Document segment:
········

Following a freedom of information inquiry, the South China Morning Post reported that Australia had closed two development assistance evaluation entities primarily to achieve departmental budget savings.

The Department of Foreign Affairs and Trade (DFAT) abolished the Office of Development Effectiveness (ODE) in September 2020 and ended the ODE's strategic evaluations of overseas development activities. DFAT also abolished an Independent Evaluation Committee overseeing evaluations.

Opposition spokesman Pat Conroy has claimed that the government's moves undermined Australia’s development program, just when major regional challenges needed to be faced. The DFAT, however, indicated that evaluations would be conducted by other areas of the Department including the Office of the Chief Economist.

Press release - South China Morning Post

South Korea contributes US$1 million to International Atomic Energy Agency's Zoonotic Disease Integrated Action (ZODIAC) initiative

The Ministry of Foreign Affairs (MOFA) of South Korea announced that it will provide US$1 million to the International Atomic Energy Agency's (IAEA) newly established Zoonotic Disease Integrated Action (ZODIAC) initiative for global health security.

IAEA launched the initiative in 2020 to help member countries respond promptly to any global zoonotic diseases, referring to infectious diseases that can originate in animals and be transmitted to human beings.

Press release – MOFA

Website – IAEA

France, CGIAR strengthen collaboration on sustainable agriculture; France to allocate US$15 million to CGIAR over three years

Jean-Baptiste Lemoyne, French Minister of State attached to the Minister for Europe and Foreign Affairs, signed an agreement on February 4, 2021, aiming to reinforce France's collaboration with the international organization, CGIAR (formerly the Consultative Group for International Agricultural Research).

This partnership includes a detailed action plan agreed upon with CGIAR, whose headquarters are located in Montpellier, France, aiming to support research for agricultural and rural development in low-income countries in line with the 2030 Agenda for Sustainable Development and the Paris Agreement on climate action.

········

Directions:
Can you sum up the news digest in three sentences? The data that follow come from a different source.

········

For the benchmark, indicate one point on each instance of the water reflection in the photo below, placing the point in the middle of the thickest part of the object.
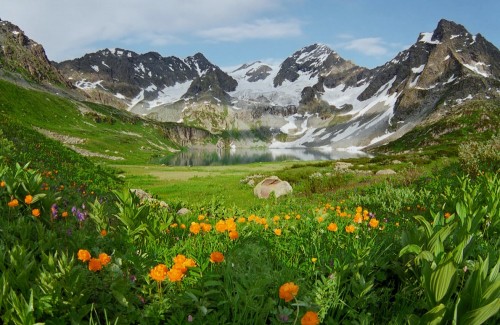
(204, 157)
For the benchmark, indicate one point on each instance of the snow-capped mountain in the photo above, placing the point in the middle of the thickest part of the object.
(20, 54)
(314, 98)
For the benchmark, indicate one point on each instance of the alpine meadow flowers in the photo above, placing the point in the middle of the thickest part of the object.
(159, 272)
(83, 255)
(288, 291)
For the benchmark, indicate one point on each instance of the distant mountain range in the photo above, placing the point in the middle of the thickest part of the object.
(314, 98)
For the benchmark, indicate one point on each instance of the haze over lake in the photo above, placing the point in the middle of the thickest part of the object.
(207, 157)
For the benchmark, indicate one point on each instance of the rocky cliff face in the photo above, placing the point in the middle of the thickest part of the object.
(314, 98)
(143, 81)
(20, 54)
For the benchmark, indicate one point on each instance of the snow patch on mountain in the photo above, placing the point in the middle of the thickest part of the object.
(478, 67)
(84, 84)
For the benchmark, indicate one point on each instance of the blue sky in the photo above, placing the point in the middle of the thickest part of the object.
(232, 32)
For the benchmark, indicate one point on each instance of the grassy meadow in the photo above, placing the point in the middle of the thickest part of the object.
(346, 247)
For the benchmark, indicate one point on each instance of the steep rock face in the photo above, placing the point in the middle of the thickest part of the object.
(144, 80)
(22, 55)
(311, 60)
(314, 98)
(184, 135)
(444, 67)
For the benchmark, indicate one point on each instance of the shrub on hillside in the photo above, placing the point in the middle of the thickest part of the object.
(479, 157)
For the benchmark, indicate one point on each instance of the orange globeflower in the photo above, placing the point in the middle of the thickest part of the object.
(83, 255)
(179, 259)
(28, 199)
(175, 275)
(230, 225)
(288, 291)
(195, 228)
(374, 223)
(206, 227)
(310, 318)
(332, 227)
(189, 262)
(220, 226)
(350, 228)
(104, 258)
(233, 235)
(179, 267)
(13, 203)
(95, 264)
(216, 257)
(159, 272)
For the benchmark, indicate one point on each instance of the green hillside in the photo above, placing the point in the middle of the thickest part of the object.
(102, 131)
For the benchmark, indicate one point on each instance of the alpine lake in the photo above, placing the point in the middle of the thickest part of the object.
(236, 156)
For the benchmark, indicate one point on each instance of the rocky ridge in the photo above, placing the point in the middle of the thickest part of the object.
(21, 55)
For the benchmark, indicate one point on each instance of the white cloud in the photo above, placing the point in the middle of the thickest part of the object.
(260, 29)
(68, 28)
(371, 46)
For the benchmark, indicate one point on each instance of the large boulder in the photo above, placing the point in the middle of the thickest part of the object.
(272, 185)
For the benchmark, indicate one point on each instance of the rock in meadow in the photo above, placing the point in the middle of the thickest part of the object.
(272, 185)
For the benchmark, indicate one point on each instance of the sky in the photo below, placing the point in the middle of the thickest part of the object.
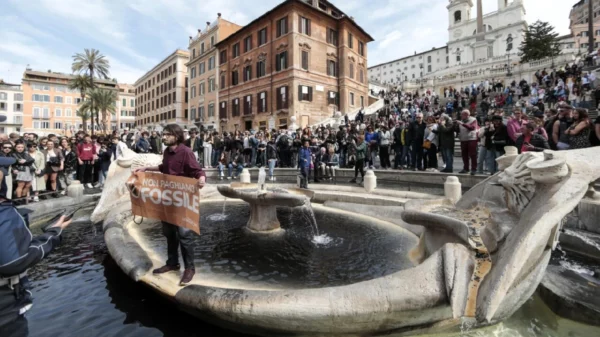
(135, 35)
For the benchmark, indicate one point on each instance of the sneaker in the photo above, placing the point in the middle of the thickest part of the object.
(166, 269)
(187, 277)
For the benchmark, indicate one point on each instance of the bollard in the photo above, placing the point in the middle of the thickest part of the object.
(245, 177)
(370, 181)
(453, 189)
(75, 189)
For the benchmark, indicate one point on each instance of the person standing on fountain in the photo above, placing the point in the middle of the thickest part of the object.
(178, 160)
(304, 158)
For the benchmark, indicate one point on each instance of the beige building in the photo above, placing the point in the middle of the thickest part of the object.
(580, 23)
(202, 72)
(161, 94)
(302, 58)
(49, 106)
(124, 118)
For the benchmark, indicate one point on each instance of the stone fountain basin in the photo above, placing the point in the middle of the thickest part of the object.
(413, 297)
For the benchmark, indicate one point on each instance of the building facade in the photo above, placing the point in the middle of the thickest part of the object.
(459, 54)
(203, 90)
(161, 94)
(124, 117)
(11, 106)
(305, 59)
(50, 106)
(579, 23)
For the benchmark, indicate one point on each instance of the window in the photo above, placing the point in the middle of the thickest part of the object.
(262, 36)
(235, 107)
(262, 101)
(281, 61)
(331, 68)
(331, 36)
(247, 73)
(223, 110)
(236, 50)
(304, 93)
(282, 101)
(234, 78)
(223, 56)
(248, 105)
(304, 26)
(261, 68)
(332, 98)
(211, 110)
(282, 26)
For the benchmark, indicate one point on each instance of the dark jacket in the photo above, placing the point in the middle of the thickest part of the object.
(538, 141)
(19, 250)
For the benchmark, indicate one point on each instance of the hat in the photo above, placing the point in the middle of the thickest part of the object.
(7, 161)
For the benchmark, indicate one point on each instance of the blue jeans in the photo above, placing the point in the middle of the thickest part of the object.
(490, 160)
(448, 157)
(272, 164)
(238, 169)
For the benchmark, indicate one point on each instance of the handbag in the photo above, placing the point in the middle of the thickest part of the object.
(427, 144)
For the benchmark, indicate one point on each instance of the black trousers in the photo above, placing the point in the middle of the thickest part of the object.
(84, 172)
(179, 237)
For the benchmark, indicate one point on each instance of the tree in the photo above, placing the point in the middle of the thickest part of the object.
(92, 63)
(104, 102)
(540, 42)
(84, 114)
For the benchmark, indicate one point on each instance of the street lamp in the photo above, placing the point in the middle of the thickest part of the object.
(508, 49)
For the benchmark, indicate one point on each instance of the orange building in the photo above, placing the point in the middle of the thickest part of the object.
(203, 68)
(49, 106)
(302, 58)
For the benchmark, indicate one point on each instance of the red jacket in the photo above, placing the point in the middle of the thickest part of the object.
(86, 152)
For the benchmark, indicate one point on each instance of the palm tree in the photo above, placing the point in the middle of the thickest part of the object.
(84, 114)
(94, 64)
(104, 102)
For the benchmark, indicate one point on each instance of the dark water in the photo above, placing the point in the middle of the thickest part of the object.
(356, 251)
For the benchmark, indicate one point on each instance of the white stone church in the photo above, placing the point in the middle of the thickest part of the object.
(468, 56)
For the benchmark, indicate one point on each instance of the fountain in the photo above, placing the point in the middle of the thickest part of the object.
(476, 261)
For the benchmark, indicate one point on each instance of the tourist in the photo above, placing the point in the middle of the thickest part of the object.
(67, 175)
(529, 141)
(304, 162)
(579, 131)
(54, 164)
(178, 160)
(86, 157)
(560, 127)
(360, 146)
(23, 172)
(467, 135)
(38, 183)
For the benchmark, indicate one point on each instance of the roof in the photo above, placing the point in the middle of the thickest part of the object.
(286, 2)
(61, 75)
(406, 57)
(177, 51)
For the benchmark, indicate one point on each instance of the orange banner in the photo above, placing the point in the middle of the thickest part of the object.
(164, 197)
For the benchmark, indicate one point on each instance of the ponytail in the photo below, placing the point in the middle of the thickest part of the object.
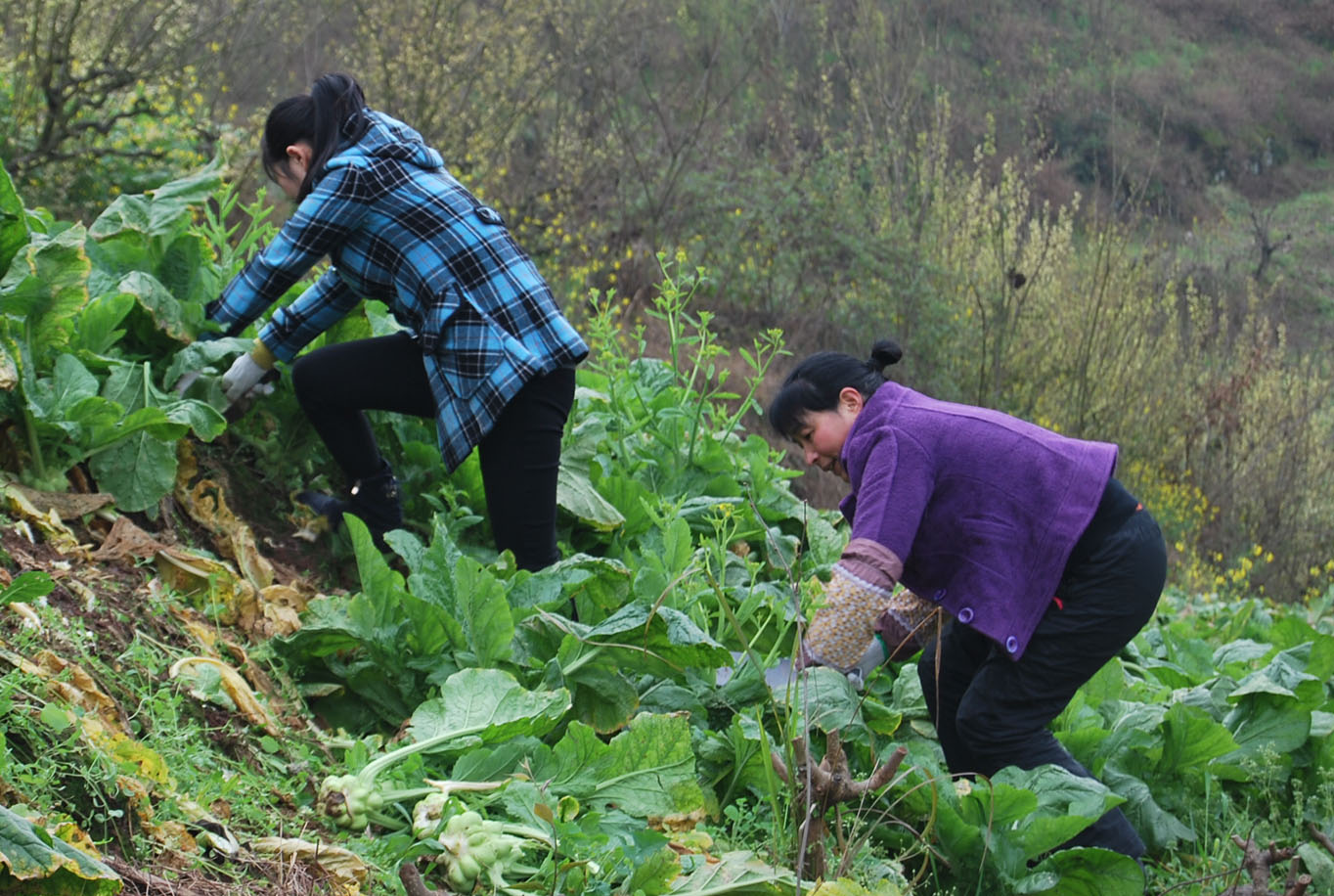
(816, 382)
(331, 113)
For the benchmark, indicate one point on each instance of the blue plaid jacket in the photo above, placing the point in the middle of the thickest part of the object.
(398, 227)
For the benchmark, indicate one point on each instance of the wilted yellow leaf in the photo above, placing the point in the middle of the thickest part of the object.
(345, 869)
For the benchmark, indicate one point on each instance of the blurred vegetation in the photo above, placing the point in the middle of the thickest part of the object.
(1111, 219)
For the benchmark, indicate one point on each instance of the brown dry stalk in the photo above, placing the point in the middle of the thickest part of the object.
(824, 785)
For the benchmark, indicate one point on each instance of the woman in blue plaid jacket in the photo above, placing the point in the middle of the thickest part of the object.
(484, 347)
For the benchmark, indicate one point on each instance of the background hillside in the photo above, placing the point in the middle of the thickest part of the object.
(1155, 172)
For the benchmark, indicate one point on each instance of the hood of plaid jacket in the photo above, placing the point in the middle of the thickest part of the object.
(385, 138)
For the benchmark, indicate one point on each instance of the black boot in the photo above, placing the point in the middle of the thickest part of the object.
(375, 500)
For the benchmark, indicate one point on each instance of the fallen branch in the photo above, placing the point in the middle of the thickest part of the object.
(146, 883)
(413, 883)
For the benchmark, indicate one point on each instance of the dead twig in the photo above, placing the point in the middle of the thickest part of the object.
(413, 881)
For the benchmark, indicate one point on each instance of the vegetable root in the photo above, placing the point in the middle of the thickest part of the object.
(823, 785)
(1260, 864)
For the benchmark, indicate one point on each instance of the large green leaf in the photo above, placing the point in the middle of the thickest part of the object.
(163, 211)
(487, 705)
(157, 303)
(483, 612)
(1085, 873)
(47, 283)
(1268, 722)
(648, 770)
(139, 470)
(575, 492)
(824, 698)
(26, 587)
(32, 862)
(1191, 739)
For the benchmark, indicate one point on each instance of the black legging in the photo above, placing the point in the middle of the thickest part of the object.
(992, 712)
(520, 456)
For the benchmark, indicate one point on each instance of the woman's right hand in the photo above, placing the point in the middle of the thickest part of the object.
(242, 377)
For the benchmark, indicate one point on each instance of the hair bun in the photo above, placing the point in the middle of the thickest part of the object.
(883, 353)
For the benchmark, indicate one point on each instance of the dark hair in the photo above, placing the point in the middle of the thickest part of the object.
(816, 384)
(330, 113)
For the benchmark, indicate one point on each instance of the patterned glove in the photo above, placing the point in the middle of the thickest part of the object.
(906, 624)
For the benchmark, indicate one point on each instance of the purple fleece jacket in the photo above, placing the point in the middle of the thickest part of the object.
(983, 509)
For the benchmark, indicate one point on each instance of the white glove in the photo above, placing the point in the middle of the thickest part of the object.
(243, 377)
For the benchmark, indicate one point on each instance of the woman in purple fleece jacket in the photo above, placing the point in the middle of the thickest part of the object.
(1044, 560)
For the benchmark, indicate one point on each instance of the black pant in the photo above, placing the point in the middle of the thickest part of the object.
(520, 456)
(992, 712)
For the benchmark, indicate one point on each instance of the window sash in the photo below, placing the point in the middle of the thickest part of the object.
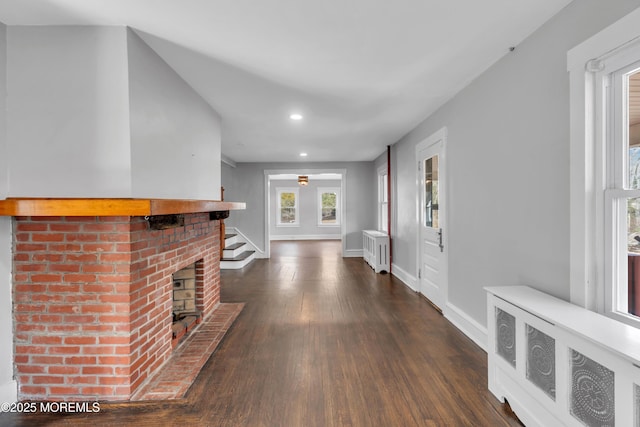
(287, 210)
(323, 209)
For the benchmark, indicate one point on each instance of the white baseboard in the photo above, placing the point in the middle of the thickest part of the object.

········

Response area:
Australia's Department of Foreign Affairs and Trade abolished the Office of Development Effectiveness in September 2020, along with an Independent Evaluation Committee, and the South China Morning Post reported that this was done mainly to achieve departmental budget savings. South Korea's Ministry of Foreign Affairs announced it will provide US$1 million to the IAEA's ZODIAC initiative, launched in 2020 to help member countries respond promptly to zoonotic diseases. On February 4, 2021, French Minister of State Jean-Baptiste Lemoyne signed an agreement reinforcing France's collaboration with CGIAR, to which France will allocate US$15 million over three years to support agricultural and rural development research in low-income countries.